** Data **
◆ ◆ ◆ ◆ ◆

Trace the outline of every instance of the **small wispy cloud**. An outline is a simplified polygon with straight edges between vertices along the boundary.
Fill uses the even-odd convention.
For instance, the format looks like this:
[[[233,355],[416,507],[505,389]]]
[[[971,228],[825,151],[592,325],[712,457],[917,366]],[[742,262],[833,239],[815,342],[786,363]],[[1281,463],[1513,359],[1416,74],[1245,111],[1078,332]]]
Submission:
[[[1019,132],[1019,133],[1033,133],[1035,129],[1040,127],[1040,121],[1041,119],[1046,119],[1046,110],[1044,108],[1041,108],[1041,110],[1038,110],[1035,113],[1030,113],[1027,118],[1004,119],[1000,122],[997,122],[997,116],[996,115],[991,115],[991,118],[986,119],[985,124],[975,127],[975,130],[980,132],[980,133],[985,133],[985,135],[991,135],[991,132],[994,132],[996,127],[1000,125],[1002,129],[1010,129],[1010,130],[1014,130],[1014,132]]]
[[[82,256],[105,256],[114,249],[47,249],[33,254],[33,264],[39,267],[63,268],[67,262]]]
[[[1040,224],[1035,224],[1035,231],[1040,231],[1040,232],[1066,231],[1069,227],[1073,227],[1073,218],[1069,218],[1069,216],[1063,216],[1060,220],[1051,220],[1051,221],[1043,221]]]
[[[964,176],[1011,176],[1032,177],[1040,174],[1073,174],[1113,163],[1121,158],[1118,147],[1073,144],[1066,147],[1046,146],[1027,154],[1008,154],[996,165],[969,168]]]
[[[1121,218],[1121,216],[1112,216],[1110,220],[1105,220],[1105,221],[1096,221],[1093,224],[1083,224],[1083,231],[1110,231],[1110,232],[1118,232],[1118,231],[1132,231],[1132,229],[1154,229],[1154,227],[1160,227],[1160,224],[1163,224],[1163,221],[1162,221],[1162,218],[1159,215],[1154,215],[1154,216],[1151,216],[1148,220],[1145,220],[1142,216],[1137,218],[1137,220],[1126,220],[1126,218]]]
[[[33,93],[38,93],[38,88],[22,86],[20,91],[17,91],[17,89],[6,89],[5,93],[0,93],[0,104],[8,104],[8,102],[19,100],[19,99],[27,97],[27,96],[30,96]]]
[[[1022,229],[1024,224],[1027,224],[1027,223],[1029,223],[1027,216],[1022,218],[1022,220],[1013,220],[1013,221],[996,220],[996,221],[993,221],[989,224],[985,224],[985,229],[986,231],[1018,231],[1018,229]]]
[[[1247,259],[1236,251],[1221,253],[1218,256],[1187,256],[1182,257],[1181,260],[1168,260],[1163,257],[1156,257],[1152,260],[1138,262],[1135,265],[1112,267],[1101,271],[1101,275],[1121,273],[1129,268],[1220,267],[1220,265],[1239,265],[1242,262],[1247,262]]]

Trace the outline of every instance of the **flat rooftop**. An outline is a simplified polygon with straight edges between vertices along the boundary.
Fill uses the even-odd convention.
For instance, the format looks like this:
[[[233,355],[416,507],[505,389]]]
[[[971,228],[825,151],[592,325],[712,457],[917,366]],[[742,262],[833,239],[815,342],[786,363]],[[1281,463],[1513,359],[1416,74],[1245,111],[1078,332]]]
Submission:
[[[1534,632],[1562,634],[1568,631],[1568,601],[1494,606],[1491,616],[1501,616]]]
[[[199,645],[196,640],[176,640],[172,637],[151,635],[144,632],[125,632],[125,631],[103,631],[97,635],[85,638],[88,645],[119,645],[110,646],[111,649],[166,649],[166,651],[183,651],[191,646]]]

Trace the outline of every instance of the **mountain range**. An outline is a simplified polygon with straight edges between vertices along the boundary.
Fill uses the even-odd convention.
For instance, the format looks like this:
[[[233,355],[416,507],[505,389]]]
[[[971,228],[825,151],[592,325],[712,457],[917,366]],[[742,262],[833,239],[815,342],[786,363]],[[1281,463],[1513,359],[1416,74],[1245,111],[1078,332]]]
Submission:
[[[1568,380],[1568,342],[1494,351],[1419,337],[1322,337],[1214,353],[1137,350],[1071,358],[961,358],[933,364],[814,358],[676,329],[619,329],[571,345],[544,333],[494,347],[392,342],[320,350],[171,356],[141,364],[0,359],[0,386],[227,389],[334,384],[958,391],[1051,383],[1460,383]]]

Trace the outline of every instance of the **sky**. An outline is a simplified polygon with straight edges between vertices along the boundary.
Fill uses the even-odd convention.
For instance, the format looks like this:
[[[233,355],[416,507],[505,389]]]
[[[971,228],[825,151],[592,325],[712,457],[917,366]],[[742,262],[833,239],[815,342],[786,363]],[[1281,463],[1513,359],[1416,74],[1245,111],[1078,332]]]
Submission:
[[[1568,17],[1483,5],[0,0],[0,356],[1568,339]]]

◆ ◆ ◆ ◆ ◆

** Exercise directions **
Could you give again exactly the lines from the line containing "Trace the outline of every instance of the **sky**." through the final line of the data above, and no others?

** Finished exercise **
Trace the outline of every instance of the **sky**. An outline is a simplified polygon with straight edges between vertices along the boundary.
Fill uses the even-odd convention.
For instance, the format looks like this:
[[[233,355],[416,507],[505,389]]]
[[[971,228],[825,151],[592,325],[712,457],[917,366]],[[742,262],[833,239],[815,342],[786,363]],[[1281,463],[1513,359],[1416,74],[1245,111],[1078,332]]]
Submission:
[[[1568,17],[1483,5],[0,0],[0,356],[1568,339]]]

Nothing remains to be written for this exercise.